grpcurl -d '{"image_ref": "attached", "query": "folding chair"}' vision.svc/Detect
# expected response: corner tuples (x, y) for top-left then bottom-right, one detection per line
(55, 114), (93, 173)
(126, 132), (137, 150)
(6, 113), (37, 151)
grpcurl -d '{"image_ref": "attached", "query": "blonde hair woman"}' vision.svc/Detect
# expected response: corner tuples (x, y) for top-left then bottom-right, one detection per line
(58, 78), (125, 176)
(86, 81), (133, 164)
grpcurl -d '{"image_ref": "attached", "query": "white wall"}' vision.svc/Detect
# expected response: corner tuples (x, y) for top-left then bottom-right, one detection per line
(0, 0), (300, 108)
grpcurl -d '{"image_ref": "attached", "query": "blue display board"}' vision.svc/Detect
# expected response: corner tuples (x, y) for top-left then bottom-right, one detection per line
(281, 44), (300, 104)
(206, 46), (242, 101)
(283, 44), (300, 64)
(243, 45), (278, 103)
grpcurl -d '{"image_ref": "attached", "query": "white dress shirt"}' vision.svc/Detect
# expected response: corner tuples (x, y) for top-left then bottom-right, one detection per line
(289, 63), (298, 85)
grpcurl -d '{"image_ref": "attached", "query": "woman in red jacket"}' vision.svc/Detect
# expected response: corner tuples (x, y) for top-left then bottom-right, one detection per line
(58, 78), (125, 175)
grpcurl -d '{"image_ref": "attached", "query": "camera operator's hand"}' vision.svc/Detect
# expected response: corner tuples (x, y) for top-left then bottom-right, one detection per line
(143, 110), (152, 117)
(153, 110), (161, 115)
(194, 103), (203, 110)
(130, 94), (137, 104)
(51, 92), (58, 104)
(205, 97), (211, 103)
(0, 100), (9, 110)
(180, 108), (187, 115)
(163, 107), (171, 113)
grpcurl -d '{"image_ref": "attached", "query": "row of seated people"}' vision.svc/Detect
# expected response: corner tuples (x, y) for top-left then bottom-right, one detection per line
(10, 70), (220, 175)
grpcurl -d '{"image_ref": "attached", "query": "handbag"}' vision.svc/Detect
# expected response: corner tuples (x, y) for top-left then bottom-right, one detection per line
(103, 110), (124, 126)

=====

-- What to do --
Output the lines above as a Markdown table with the columns "Row" and "Line", numbering each row and leaving out blank lines.

-- Problem solution --
| Row | Line |
|---|---|
| 1 | grpcurl -d '{"image_ref": "attached", "query": "folding chair"}' vision.svc/Detect |
| 2 | # expected response: corner tuples (x, y) for top-left then bottom-right, one detection per line |
| 3 | (55, 114), (93, 173) |
| 4 | (126, 132), (137, 150) |
| 5 | (6, 113), (37, 151) |
| 6 | grpcurl -d '{"image_ref": "attached", "query": "blonde hair woman"}' vision.svc/Detect |
| 7 | # expected response: corner tuples (x, y) for top-left then bottom-right, one detection per line |
| 8 | (58, 78), (125, 176) |
| 9 | (86, 81), (133, 164) |
| 10 | grpcurl -d '{"image_ref": "attached", "query": "white wall"}' vision.svc/Detect |
| 11 | # expected response: corner tuples (x, y) for top-left then bottom-right, one detection per line |
| 12 | (0, 0), (300, 108) |
| 13 | grpcurl -d '{"image_ref": "attached", "query": "blue display board"}' vision.svc/Detect |
| 14 | # expected response: corner tuples (x, y) for top-left then bottom-right, one detection per line |
| 15 | (281, 44), (300, 104) |
| 16 | (206, 46), (242, 101) |
| 17 | (283, 44), (300, 64) |
| 18 | (243, 45), (278, 103) |
| 19 | grpcurl -d '{"image_ref": "attached", "query": "white dress shirt"}' vision.svc/Detect |
| 20 | # expected response: corner tuples (x, y) for top-left then bottom-right, one detection per line |
| 21 | (289, 63), (298, 85) |
| 22 | grpcurl -d '{"image_ref": "attached", "query": "woman in red jacket"}' vision.svc/Detect |
| 23 | # expected response: corner tuples (x, y) for top-left then bottom-right, one detection per line |
| 24 | (58, 78), (125, 175) |
| 25 | grpcurl -d '{"image_ref": "attached", "query": "camera operator's hand"}' vision.svc/Detect |
| 26 | # expected response: corner tuples (x, y) for top-left then bottom-right, one detection per line |
| 27 | (143, 110), (152, 117) |
| 28 | (153, 110), (161, 115) |
| 29 | (194, 103), (203, 110) |
| 30 | (130, 94), (137, 104) |
| 31 | (51, 92), (58, 104) |
| 32 | (205, 97), (211, 103) |
| 33 | (0, 100), (9, 110) |
| 34 | (180, 108), (187, 115) |
| 35 | (163, 107), (171, 113) |
| 36 | grpcurl -d '{"image_ref": "attached", "query": "row of seated people"}' vision.svc/Detect |
| 37 | # expected response: corner tuples (x, y) for top-left then bottom-right, one detection per line |
| 38 | (10, 70), (220, 175) |
| 39 | grpcurl -d '{"image_ref": "attached", "query": "handbag"}' vision.svc/Detect |
| 40 | # expected response: corner tuples (x, y) for top-left then bottom-right, one detection per line |
| 41 | (103, 110), (124, 126) |